(Task details): The entries below contain a line with "# point at: wooden" and a line with "# point at: blue". Retype exactly everything from the first down to the second, both included, and nothing else.

(Records for this task):
BEGIN

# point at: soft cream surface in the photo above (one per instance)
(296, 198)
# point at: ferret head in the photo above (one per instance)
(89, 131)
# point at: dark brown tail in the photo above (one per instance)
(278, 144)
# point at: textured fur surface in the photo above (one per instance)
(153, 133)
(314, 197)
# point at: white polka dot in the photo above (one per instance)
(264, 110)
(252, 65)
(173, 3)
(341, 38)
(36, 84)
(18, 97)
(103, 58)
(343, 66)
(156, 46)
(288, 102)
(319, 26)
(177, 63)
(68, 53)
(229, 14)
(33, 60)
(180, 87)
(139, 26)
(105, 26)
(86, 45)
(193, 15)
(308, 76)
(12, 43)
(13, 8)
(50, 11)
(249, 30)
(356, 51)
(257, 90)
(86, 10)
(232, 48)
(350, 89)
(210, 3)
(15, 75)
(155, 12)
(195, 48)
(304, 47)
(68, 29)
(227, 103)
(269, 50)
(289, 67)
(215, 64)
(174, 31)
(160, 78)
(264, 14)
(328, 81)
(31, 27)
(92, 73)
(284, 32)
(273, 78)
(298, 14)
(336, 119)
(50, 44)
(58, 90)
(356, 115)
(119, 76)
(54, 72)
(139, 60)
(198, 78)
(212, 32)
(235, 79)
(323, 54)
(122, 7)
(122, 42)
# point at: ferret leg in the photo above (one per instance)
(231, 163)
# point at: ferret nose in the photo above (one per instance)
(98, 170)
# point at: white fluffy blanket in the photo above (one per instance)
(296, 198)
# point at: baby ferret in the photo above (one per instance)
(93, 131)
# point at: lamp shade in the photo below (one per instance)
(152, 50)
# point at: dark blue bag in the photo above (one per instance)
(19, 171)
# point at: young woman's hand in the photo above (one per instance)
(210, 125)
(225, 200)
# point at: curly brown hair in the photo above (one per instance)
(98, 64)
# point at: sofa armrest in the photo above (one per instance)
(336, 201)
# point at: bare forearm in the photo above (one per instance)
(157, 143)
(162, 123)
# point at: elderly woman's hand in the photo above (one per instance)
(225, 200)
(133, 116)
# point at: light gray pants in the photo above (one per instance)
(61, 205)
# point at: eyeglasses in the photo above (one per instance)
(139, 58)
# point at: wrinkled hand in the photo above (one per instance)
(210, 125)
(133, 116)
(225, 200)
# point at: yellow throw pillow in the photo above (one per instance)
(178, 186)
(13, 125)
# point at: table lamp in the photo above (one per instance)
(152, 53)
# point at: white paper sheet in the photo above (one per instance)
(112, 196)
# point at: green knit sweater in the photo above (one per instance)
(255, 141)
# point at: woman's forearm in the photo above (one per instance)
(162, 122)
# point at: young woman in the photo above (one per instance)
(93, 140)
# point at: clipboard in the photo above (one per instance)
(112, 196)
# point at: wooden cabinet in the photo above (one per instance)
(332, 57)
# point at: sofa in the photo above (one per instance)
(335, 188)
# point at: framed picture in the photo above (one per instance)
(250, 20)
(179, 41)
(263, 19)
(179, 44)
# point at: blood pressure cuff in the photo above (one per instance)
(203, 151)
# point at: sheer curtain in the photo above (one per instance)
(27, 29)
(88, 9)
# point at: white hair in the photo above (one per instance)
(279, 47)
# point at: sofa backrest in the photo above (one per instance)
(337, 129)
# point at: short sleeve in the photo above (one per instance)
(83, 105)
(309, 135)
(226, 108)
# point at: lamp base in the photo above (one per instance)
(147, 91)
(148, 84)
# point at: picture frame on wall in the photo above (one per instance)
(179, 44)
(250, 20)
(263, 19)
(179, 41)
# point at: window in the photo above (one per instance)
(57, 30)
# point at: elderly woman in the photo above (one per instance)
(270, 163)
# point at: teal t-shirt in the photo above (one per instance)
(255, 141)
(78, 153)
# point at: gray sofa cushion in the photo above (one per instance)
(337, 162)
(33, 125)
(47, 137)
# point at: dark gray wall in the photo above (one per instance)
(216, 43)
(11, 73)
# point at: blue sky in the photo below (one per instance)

END
BEGIN

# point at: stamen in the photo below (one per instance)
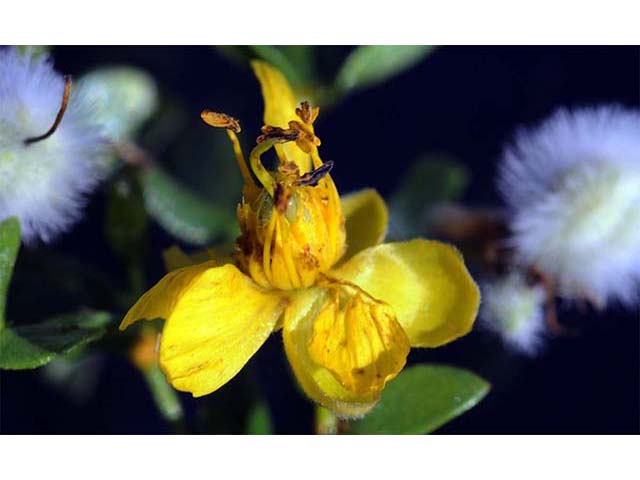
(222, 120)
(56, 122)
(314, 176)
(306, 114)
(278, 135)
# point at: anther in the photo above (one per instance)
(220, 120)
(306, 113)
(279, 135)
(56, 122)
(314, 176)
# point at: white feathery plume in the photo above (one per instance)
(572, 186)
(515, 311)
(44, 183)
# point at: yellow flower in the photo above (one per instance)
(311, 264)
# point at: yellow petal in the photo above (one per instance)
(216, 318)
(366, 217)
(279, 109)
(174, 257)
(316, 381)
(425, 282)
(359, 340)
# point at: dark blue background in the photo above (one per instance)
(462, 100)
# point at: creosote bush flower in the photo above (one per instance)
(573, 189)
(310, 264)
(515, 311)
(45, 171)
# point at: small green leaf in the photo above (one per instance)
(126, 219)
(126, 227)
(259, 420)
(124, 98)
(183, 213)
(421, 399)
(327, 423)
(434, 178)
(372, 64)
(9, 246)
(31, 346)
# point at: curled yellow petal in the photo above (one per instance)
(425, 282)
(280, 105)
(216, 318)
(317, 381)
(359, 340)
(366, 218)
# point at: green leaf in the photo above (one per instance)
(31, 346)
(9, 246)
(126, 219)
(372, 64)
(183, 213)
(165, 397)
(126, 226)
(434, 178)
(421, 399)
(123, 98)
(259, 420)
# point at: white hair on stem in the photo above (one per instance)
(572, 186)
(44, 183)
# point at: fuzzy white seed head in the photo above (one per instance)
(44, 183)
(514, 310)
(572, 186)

END

(Exercise response):
# point at: wooden cabinet in the photo above (one per instance)
(332, 57)
# point at: sofa in the photo above (one per instance)
(335, 188)
# point at: framed picture in the photo above (one per instance)
(250, 20)
(179, 41)
(263, 19)
(179, 44)
# point at: blood pressure cuff in the photo above (one per instance)
(203, 151)
# point at: sheer curtain in the photo above (one per instance)
(27, 29)
(88, 9)
# point at: white hair in the photo above (one per instance)
(279, 47)
# point at: sofa backrest in the photo above (one per instance)
(337, 129)
# point at: short sleeve in the photo above (one per instance)
(83, 105)
(309, 135)
(226, 108)
# point at: lamp base in the photo above (one per instance)
(147, 91)
(148, 84)
# point at: picture frame on wall in the photo above (one per instance)
(179, 44)
(250, 20)
(263, 19)
(179, 41)
# point at: window in the photo above (one per instance)
(57, 30)
# point at: elderly woman in the photo above (one per instance)
(270, 163)
# point at: teal t-shirt in the photo above (one per instance)
(255, 141)
(78, 153)
# point at: gray sofa cushion in the photo above (one per instance)
(337, 162)
(33, 125)
(47, 137)
# point at: dark gray wall in the photo above (one per instance)
(216, 43)
(11, 73)
# point at: blue sky in the photo below (one per instance)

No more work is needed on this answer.